CHICAGO — Chicago police Superintendent David Brown defended his department’s leadership Friday during an at-times contentious special City Council meeting ahead of the often violent Fourth of July holiday weekend.
Brown largely stuck to the Chicago Police Department’s standard talking points, blaming the courts for not being fully open amid the pandemic and criticizing judges for allowing too many violent offenders back into the community.
He also tried to put the most positive spin on this year’s crime statistics, saying the month-by-month totals for homicides and shootings are trending downward from 2020.
But Brown angered some aldermen as he closed his team’s opening presentation by saying that the City Council meeting cut into his department’s time to discuss violence ahead of the Fourth of July holiday, a not-so-subtle suggestion that the meeting was a waste of time.
That inspired a rebuke from Southwest Side Alderman Raymond Lopez, 15th, who said the comment was “outrageous.”
“Yesterday we had over a dozen people shot. Three children. One of my neighbors shot right in front of my house, checked by gang members,” Lopez said. “We know and live it every single day. If you have time for press conferences, you have time to meet with us too.”
After the meeting, Mayor Lori Lightfoot said the meeting generated some “interesting ideas and suggestions.”
But the mayor also criticized the timing of the meeting, which was called earlier this week by 19 aldermen.
“The Friday of the deadliest weekend of the year, to have our superintendent and his senior leadership team be in City Hall for what was it, six hours ... when they could and should have been out making sure deployments were set, making sure they were giving the charges to the troops on the ground that are going to be doing the hard work and heavy lifting, as my mother would say, there’s a time and a place for everything,” Lightfoot said.
“It’s not that the conversation shouldn’t happen. Of course it should. But what’s the timing of that?”
Brown was called to the meeting by aldermen who demanded an explanation about his crime-fighting plans at a time when the numbers of homicides and shootings in Chicago are comparable to 2020, a year that saw some of city’s highest crime levels in decades. Like other American cities, Chicago struggled with violence last year as it dealt with the COVID-19 pandemic and civil unrest resulting from the police killing of George Floyd, but the problem has persisted.
Through the first six months of 2021, Chicago recorded 332 homicides, six fewer than the same time in 2020, according to CPD statistics. But the number of people shot this year, either fatally or non-fatally, was up by 13.5% to 1,880 from 1,656, statistics show.
Aldermen alternated between softball questions, tough speeches about crime and pushback on Brown’s claim that the violence is being driven by a lax judicial system.
Southwest Side Alderman George Cardenas, 12th, whose ward includes McKinley Park and Little Village, said he doesn’t agree with everything Brown has said but gives him the benefit of the doubt.

Study material:
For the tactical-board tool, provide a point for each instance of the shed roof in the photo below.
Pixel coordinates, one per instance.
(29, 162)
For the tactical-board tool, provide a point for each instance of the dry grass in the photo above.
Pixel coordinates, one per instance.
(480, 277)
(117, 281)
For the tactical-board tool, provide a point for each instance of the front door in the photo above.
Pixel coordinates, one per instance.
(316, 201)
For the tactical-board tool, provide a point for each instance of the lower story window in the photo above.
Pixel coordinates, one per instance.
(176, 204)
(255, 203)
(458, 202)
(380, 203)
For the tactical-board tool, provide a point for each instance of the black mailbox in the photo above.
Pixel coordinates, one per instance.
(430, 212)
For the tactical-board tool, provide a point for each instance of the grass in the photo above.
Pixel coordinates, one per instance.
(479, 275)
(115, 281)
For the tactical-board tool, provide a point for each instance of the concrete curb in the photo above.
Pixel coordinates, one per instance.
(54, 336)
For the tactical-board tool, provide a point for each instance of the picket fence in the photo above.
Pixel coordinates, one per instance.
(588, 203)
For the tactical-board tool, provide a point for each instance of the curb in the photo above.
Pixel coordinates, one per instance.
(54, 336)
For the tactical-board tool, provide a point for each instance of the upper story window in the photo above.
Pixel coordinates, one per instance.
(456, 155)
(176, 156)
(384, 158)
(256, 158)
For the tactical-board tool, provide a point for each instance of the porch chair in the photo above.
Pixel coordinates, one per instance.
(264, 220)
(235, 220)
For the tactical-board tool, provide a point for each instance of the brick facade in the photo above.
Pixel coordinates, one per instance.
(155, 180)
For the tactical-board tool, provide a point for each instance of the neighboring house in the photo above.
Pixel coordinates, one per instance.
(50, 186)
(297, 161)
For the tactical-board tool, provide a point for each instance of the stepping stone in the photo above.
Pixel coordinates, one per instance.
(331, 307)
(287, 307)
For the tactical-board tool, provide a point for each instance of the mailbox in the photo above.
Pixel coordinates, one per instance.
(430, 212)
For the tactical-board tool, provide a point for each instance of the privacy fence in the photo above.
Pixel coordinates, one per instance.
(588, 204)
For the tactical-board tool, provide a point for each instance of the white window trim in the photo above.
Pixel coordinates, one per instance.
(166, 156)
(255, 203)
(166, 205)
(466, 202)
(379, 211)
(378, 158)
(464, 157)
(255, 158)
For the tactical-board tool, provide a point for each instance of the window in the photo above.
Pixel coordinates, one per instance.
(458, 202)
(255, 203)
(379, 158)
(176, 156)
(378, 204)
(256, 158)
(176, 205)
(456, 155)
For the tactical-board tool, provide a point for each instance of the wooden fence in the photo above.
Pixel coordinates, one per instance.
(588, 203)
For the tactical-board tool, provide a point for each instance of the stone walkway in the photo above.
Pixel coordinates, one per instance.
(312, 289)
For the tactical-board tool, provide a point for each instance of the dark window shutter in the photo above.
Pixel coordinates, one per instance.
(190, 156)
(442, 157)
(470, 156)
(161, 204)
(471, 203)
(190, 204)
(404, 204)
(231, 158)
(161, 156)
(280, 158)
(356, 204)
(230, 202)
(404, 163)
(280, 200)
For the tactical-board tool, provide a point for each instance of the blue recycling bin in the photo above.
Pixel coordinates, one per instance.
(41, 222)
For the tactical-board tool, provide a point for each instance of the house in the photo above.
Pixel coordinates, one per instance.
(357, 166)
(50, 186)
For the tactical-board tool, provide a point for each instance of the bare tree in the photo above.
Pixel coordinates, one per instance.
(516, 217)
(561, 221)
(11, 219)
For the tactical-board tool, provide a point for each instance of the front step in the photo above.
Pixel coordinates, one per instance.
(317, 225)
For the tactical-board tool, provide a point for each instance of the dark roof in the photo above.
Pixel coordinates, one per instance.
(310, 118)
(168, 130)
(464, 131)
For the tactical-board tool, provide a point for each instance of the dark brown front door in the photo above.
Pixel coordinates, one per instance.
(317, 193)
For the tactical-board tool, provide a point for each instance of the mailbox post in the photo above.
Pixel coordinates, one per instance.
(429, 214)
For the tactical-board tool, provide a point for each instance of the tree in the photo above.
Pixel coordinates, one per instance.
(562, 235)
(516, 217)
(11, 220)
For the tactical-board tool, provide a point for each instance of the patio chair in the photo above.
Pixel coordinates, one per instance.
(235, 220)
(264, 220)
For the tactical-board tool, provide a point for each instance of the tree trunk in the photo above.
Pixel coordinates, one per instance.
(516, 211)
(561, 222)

Questions:
A: In the article about Chicago police, how many homicides did Chicago record through the first six months of 2021?
B: Repeat word for word the part of the article about Chicago police between "He also tried" and "waste of time.", inclusive.

Results in order:
A: 332

B:
He also tried to put the most positive spin on this year’s crime statistics, saying the month-by-month totals for homicides and shootings are trending downward from 2020.
But Brown angered some aldermen as he closed his team’s opening presentation by saying that the City Council meeting cut into his department’s time to discuss violence ahead of the Fourth of July holiday, a not-so-subtle suggestion that the meeting was a waste of time.